ПИСЬМЕННЫЕ ЗАДАНИЯ —
**1)** Пожалуйста, верните из отрывка о лагере дословный фрагмент, начиная со слов «Нас четверых с» и далее вплоть до слов «провести ближайшие годы.».
**2)** Продолжите отрывок о лагере, начав сразу после его последнего предложения.
---------- ПОКАЗАННЫЙ ОТРЫВОК
Нас четверых с баулами и машками* вывели из карантина и повели в лагерь на распределение по отрядам. Распределение длилось всего секунду. Нас всех поселили во второй отряд — длинный одноэтажный барак, облицованный тошнотно-желтым сайдингом. Меня, Сашу и Макса Микромолекулу определили в первый кубарь*, а алиментщика, которого подняли с нами, — в третий (всего их во втором отряде 4). Кроме нас в кубаре жил еще 31 сиделец, 30 из которых — ДТПшники.

Встретили нас мирно и без эксцессов. Мы разложили матрасы и понемногу стали осваиваться и приспосабливаться к месту, где нам предстояло провести ближайшие годы.

Весь лагерь, как оказалось, состоял (и по сей день состоит) из карантина, двух бараков (первого и второго отрядов), столовой, комнаты длительного свидания (КДС), комнаты краткосрочного свидания (ККС), банно-прачечного комбината (БПК), небольшого футбольного поля, ангара, в котором располагался спортзал, штаба и промки* (Рис.1). По всей территории то тут, то там располагались камеры видеонаблюдения за ЗЭКами. Было много слепых зон на промке, но жилку они охватывали почти целиком.
--------------------
---------- ИСХОДНЫЕ ДАННЫЕ
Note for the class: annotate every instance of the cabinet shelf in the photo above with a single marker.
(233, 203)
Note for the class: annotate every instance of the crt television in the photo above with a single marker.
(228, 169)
--------------------
ОТВЕТЫ —
**1)**
Нас четверых с баулами и машками* вывели из карантина и повели в лагерь на распределение по отрядам. Распределение длилось всего секунду. Нас всех поселили во второй отряд — длинный одноэтажный барак, облицованный тошнотно-желтым сайдингом. Меня, Сашу и Макса Микромолекулу определили в первый кубарь*, а алиментщика, которого подняли с нами, — в третий (всего их во втором отряде 4). Кроме нас в кубаре жил еще 31 сиделец, 30 из которых — ДТПшники.

Встретили нас мирно и без эксцессов. Мы разложили матрасы и понемногу стали осваиваться и приспосабливаться к месту, где нам предстояло провести ближайшие годы.

**2)**
Дальнейшее подробное хронологическое изложение событий довольно скучно, так как в 90% случаев день в лагере никак не отличался от следующего или предыдущего:

6:00 — Подъем.

7:00—8:00 — Завтрак.

8:00 — Утреннее построение и вывод на работу.

12:00—14:00 — Обед.

17:30 — Дневное построение и съем с работы.

16:00—20:00 — Ужин.

21:00 — Вечернее построение.

22:00 — Отбой.

После подъема и до отбоя прикасаться к спальному месту не разрешалось. Ни прилечь, ни поспать. После отбоя и до подъема наоборот, не разрешалось находиться нигде, кроме шконки* или туалета. Выходные отличались от будних только тем, что подъем и отбой были на час позже.

Чтобы не утомлять вас рутиной, я решил продолжить свой рассказ серией сюжетных ретроспектив.

Глава 4. Маски-шоу

Статья 82 УИК РФ. Режим в исправительных учреждениях и его основные требования

5. Осужденные, а также помещения, в которых они проживают, могут подвергаться обыску, а вещи осужденных — досмотру. Личный обыск проводится лицами одного пола с осужденными. Обыск жилых помещений при наличии в них осужденных допускается в случаях, не терпящих отлагательства.

Этимология слова Шмон. Происходит предположительно от ивр. «шмоне» — «восемь». В Одесской тюрьме, ещё до революции, в восемь утра в камерах устраивали обыск. И заключенные ассоциировали слово шмоне (восемь) с восьмичасовым обыском.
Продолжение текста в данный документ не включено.